### What the task requires
Please pick out every line in the data below that contains the word "window" and copy each one.

### Record extracts
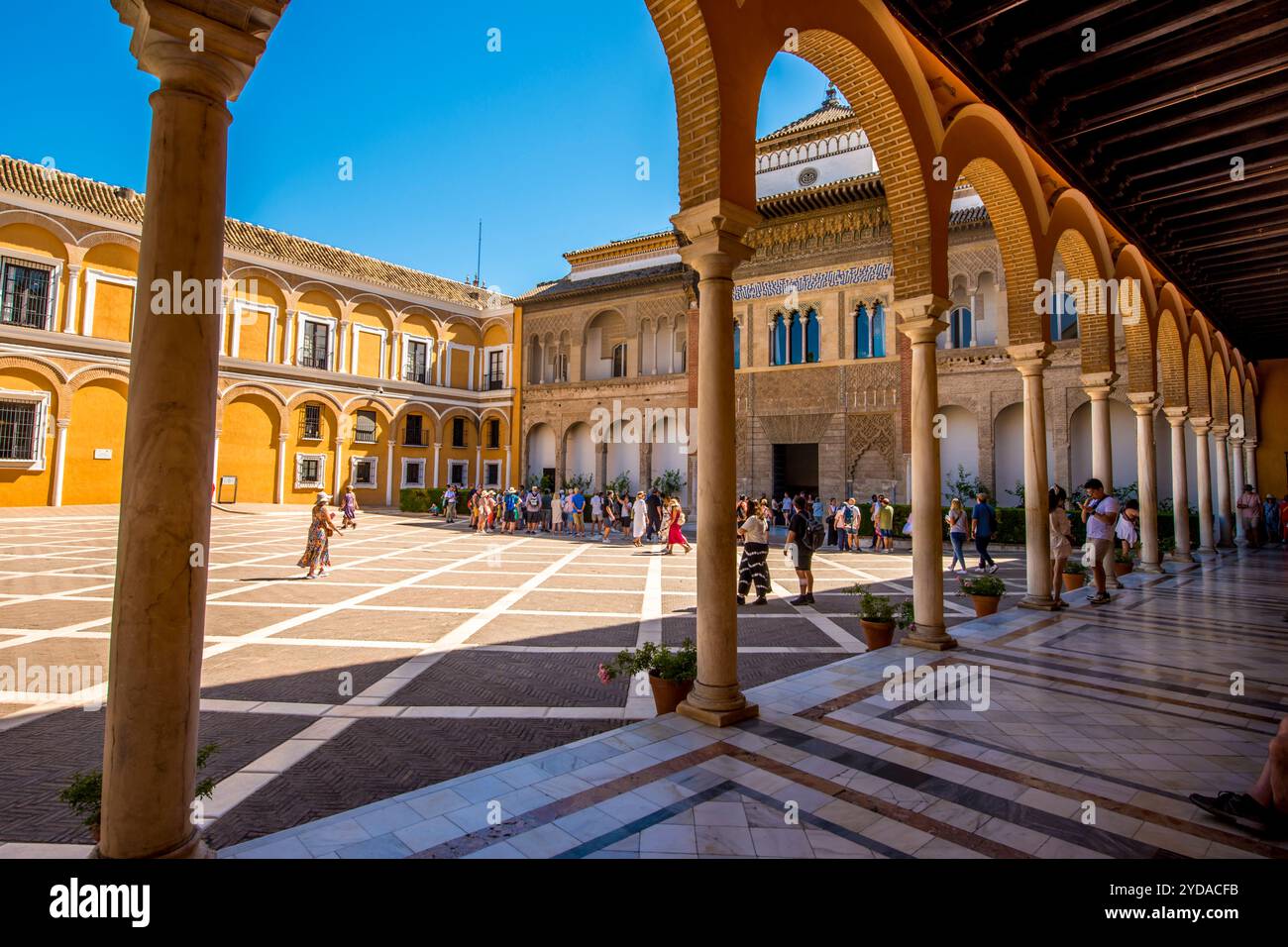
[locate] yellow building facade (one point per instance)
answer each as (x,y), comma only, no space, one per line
(335,368)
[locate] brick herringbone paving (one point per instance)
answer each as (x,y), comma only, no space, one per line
(375,759)
(514,680)
(39,759)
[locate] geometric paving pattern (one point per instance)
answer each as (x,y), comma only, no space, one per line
(426,655)
(1094,727)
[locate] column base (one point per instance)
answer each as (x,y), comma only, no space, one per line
(717,718)
(932,639)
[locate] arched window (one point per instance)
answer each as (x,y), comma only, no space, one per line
(778,341)
(1064,318)
(862,333)
(960,328)
(811,341)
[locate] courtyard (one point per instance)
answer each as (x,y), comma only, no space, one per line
(426,655)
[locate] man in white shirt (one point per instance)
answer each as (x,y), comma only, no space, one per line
(1100,513)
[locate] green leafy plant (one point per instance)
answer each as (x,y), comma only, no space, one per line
(984,585)
(656,660)
(84,793)
(671,482)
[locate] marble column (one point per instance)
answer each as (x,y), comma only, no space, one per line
(713,249)
(1224,528)
(1209,532)
(1146,480)
(150,746)
(1240,534)
(1180,483)
(1031,361)
(919,320)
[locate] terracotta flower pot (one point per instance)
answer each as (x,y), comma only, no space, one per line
(669,693)
(986,604)
(877,634)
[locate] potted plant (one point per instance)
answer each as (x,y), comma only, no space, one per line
(986,592)
(876,617)
(84,793)
(1074,575)
(670,673)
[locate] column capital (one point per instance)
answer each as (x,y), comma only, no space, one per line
(210,52)
(1099,384)
(1030,359)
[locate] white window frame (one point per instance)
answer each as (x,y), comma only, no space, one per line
(39,429)
(241,305)
(321,480)
(93,277)
(55,281)
(355,329)
(424,471)
(464,479)
(430,351)
(333,338)
(375,472)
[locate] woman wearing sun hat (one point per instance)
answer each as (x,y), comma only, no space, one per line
(317,552)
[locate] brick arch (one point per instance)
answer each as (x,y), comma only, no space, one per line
(1171,361)
(1197,379)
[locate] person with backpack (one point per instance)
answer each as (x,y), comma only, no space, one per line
(804,535)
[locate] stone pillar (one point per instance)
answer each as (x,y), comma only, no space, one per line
(1180,483)
(919,320)
(1240,534)
(715,248)
(60,458)
(1031,361)
(1146,480)
(279,480)
(150,748)
(1203,474)
(1224,531)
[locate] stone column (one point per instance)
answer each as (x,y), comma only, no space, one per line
(1224,531)
(150,748)
(60,458)
(1146,480)
(1240,534)
(715,248)
(1031,363)
(919,320)
(1203,474)
(1099,388)
(279,480)
(1180,483)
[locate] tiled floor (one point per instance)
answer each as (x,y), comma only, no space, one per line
(1094,727)
(429,654)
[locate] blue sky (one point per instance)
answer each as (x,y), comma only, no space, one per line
(540,140)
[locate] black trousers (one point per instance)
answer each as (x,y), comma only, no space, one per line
(754,569)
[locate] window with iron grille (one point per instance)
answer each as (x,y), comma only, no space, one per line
(365,428)
(413,434)
(18,428)
(496,369)
(312,428)
(416,368)
(314,346)
(25,292)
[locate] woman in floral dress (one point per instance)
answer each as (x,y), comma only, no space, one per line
(317,553)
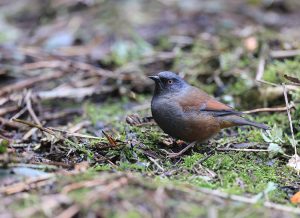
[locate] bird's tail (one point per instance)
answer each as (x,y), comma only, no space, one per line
(228,121)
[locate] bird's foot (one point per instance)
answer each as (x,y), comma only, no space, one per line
(178,154)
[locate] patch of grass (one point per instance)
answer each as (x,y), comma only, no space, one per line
(277,69)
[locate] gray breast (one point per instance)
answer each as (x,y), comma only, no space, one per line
(169,116)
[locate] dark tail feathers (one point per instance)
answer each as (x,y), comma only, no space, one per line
(258,125)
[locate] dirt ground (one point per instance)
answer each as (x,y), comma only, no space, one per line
(76,134)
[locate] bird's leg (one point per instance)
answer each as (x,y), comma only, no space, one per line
(174,155)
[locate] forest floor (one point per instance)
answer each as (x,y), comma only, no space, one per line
(76,134)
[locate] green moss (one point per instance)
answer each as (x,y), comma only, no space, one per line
(277,69)
(190,160)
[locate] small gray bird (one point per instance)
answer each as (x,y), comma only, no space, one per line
(186,112)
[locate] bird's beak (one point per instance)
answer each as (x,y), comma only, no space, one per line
(154,78)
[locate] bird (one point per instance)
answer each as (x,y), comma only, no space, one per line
(187,113)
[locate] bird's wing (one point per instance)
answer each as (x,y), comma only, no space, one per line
(198,100)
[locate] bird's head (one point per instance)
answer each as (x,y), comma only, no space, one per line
(168,82)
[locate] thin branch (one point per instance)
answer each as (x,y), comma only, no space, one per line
(289,117)
(242,149)
(268,109)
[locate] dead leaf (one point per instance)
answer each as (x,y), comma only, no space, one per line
(294,162)
(292,79)
(251,43)
(110,139)
(295,199)
(82,166)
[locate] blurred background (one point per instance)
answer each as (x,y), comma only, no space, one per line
(81,66)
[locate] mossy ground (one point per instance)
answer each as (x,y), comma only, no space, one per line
(159,186)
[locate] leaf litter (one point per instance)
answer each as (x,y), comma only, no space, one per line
(71,84)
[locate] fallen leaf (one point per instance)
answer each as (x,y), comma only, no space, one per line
(275,148)
(295,199)
(294,162)
(110,139)
(251,43)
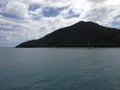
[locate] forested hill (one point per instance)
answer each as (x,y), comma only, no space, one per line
(81,34)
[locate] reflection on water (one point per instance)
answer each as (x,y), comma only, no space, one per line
(60,69)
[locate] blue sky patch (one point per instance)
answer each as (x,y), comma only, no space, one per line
(52,12)
(33,7)
(10,15)
(71,14)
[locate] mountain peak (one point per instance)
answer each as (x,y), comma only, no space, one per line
(81,34)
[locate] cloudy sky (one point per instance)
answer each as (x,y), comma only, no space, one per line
(22,20)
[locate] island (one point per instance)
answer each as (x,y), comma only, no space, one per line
(81,34)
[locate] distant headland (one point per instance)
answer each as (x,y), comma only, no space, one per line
(81,34)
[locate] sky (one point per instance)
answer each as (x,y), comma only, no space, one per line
(23,20)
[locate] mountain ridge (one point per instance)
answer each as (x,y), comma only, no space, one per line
(81,34)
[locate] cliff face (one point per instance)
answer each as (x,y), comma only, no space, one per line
(81,34)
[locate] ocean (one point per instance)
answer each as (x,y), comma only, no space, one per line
(60,69)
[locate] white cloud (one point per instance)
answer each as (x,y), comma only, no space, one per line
(18,9)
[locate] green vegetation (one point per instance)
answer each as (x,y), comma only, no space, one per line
(81,34)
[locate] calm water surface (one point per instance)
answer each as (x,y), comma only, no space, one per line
(60,69)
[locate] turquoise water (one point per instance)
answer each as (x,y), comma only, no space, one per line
(60,69)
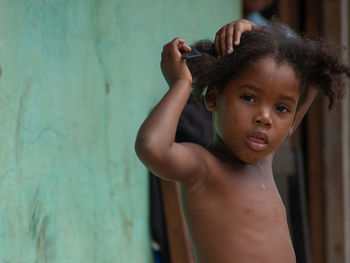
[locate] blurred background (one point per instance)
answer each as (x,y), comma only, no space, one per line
(77,80)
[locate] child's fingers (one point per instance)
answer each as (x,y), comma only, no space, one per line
(222,42)
(237,34)
(217,44)
(229,36)
(185,47)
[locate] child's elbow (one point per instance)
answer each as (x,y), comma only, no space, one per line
(147,152)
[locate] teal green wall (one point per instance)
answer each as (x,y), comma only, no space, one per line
(78,77)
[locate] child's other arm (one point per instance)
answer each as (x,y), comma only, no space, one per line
(155,144)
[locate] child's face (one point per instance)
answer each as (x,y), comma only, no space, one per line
(254,113)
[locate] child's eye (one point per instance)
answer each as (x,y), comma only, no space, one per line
(282,108)
(248,98)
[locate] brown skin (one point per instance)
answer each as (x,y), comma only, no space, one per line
(231,204)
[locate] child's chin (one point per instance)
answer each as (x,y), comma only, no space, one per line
(252,159)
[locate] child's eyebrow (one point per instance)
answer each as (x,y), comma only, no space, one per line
(259,90)
(290,98)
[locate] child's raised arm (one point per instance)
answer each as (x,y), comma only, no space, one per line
(155,144)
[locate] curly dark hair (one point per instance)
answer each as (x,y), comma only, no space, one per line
(317,64)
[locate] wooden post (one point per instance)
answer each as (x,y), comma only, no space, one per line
(336,148)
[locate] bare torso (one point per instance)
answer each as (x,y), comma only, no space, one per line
(235,214)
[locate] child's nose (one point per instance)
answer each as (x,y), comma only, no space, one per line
(263,118)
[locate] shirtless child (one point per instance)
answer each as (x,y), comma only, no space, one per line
(258,95)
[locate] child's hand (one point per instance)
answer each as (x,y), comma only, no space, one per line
(174,68)
(230,35)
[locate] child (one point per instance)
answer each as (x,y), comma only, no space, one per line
(258,94)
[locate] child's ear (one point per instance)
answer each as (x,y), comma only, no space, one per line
(210,99)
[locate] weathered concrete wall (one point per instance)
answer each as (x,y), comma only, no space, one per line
(78,77)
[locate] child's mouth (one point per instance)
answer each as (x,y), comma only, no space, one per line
(257,142)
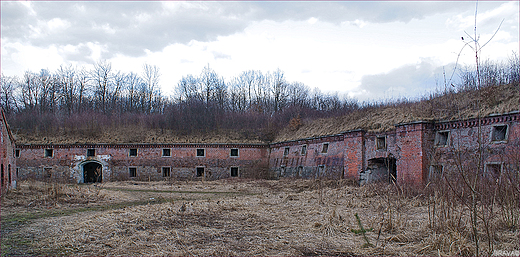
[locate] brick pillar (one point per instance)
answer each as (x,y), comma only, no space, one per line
(413,141)
(354,154)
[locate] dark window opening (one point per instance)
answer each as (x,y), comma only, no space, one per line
(200,171)
(499,133)
(436,172)
(442,138)
(166,171)
(48,153)
(379,170)
(304,150)
(92,172)
(381,143)
(321,170)
(325,148)
(234,171)
(167,152)
(132,172)
(493,170)
(47,172)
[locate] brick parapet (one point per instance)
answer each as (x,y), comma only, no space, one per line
(488,120)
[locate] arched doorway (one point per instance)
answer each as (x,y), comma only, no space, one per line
(92,172)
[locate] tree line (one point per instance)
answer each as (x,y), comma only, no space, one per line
(73,97)
(79,98)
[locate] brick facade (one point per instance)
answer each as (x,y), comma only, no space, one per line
(142,161)
(407,155)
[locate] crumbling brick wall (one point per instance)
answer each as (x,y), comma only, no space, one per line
(181,160)
(320,157)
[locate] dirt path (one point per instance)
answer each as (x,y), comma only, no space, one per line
(228,217)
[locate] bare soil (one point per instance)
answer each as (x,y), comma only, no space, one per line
(225,217)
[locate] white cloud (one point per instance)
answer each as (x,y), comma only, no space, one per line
(330,45)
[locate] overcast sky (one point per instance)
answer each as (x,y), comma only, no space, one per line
(369,50)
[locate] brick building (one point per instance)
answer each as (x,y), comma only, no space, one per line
(410,153)
(7,161)
(108,162)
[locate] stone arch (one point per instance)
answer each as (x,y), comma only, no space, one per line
(92,172)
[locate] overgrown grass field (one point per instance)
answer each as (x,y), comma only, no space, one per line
(238,217)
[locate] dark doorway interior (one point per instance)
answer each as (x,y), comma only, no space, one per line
(379,170)
(200,171)
(92,172)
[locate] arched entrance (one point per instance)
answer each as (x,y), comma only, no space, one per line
(92,172)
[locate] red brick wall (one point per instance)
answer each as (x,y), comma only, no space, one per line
(411,144)
(314,163)
(412,162)
(67,161)
(354,154)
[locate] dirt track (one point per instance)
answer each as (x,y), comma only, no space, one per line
(227,217)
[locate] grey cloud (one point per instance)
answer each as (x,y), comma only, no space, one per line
(412,80)
(189,22)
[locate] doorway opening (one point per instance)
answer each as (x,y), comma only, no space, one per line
(92,172)
(379,170)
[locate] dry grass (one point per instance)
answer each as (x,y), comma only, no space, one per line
(241,217)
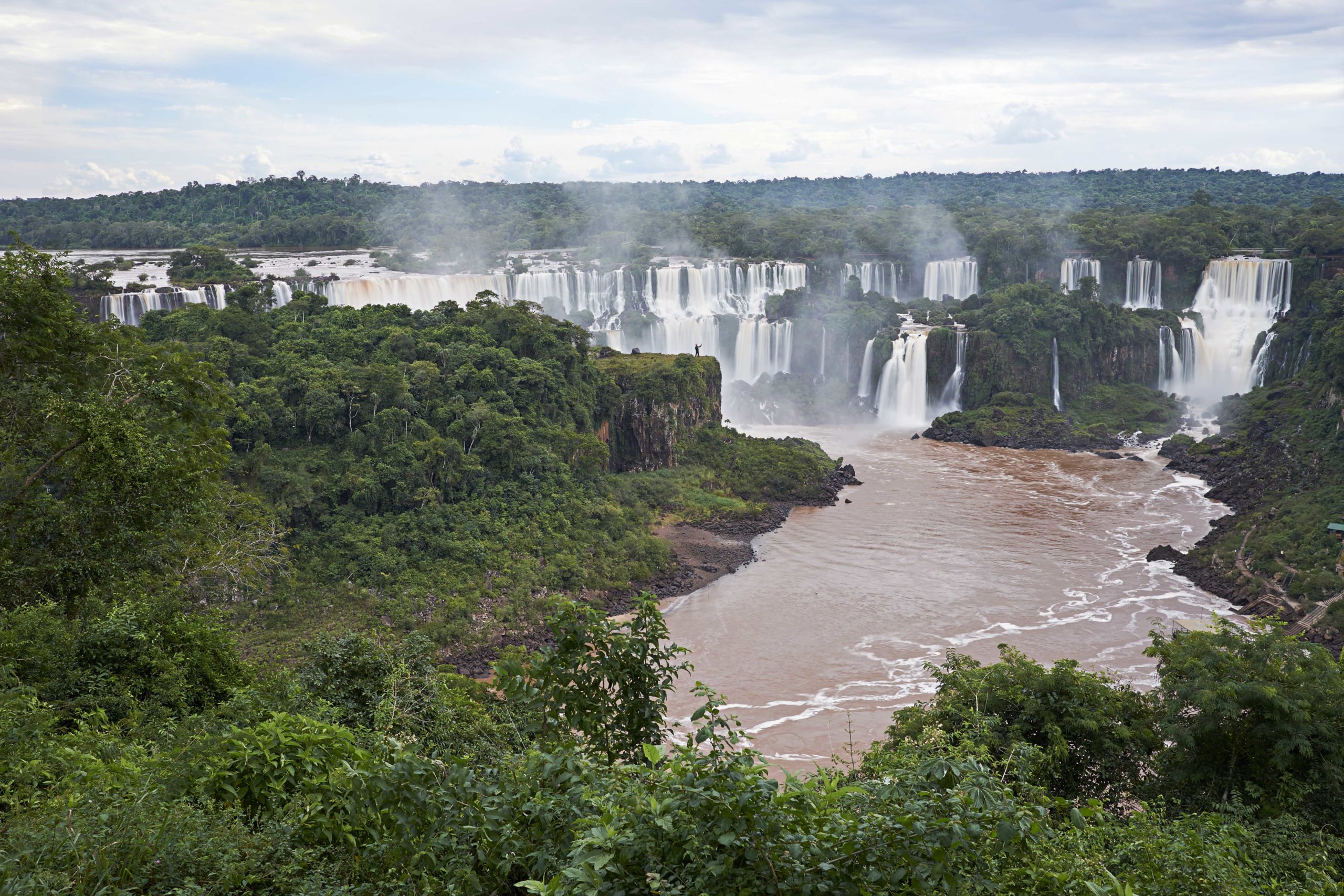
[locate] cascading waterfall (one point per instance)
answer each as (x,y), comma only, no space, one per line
(956,277)
(1171,370)
(418,292)
(1074,269)
(281,292)
(904,387)
(762,349)
(877,277)
(1238,300)
(951,398)
(1261,364)
(1143,284)
(866,370)
(1054,364)
(130,308)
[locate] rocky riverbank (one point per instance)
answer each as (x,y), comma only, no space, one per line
(701,554)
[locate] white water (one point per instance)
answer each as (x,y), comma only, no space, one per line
(951,398)
(130,308)
(1171,370)
(281,292)
(1143,284)
(1054,364)
(956,277)
(418,292)
(944,547)
(866,370)
(1074,269)
(1261,362)
(762,349)
(877,277)
(1238,300)
(904,387)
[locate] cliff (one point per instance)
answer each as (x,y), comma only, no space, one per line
(663,400)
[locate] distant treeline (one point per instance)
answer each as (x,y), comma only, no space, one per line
(785,218)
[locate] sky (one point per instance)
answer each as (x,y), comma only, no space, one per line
(109,96)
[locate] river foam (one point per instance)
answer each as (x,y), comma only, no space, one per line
(944,547)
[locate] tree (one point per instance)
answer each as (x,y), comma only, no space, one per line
(1256,714)
(604,683)
(111,450)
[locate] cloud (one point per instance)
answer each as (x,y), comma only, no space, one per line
(1277,160)
(257,163)
(1027,124)
(637,157)
(797,151)
(717,155)
(93,178)
(519,166)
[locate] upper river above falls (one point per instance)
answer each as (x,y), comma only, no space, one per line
(944,547)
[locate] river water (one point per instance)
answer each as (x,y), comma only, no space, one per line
(944,547)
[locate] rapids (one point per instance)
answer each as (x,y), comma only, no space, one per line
(944,547)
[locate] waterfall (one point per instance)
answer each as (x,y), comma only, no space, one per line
(1143,284)
(956,277)
(1171,375)
(951,398)
(866,370)
(281,293)
(1074,269)
(418,292)
(1238,300)
(904,387)
(1261,364)
(130,308)
(762,349)
(1054,364)
(877,277)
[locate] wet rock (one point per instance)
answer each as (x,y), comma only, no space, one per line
(1164,553)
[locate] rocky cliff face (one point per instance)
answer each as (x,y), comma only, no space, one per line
(994,367)
(663,399)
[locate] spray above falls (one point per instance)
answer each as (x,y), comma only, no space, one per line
(131,308)
(953,277)
(1238,300)
(1072,272)
(904,387)
(877,277)
(1143,284)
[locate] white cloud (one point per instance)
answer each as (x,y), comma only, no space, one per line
(257,163)
(92,178)
(636,157)
(519,166)
(717,155)
(797,151)
(1027,124)
(1277,160)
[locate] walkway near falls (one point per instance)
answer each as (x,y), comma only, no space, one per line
(1316,614)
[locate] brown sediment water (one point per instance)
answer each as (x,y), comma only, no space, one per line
(944,547)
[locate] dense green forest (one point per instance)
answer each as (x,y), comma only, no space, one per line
(143,754)
(1009,219)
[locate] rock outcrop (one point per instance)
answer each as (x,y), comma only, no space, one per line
(662,400)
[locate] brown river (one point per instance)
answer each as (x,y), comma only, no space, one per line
(945,547)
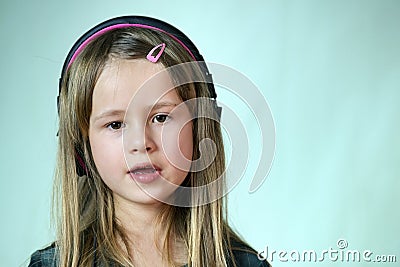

### Solution for this task
[locate] arched window (one point per instance)
[locate] white window frame (one point per instance)
[locate] window with iron grille (one point per instance)
[locate] dark window opening (one point per instance)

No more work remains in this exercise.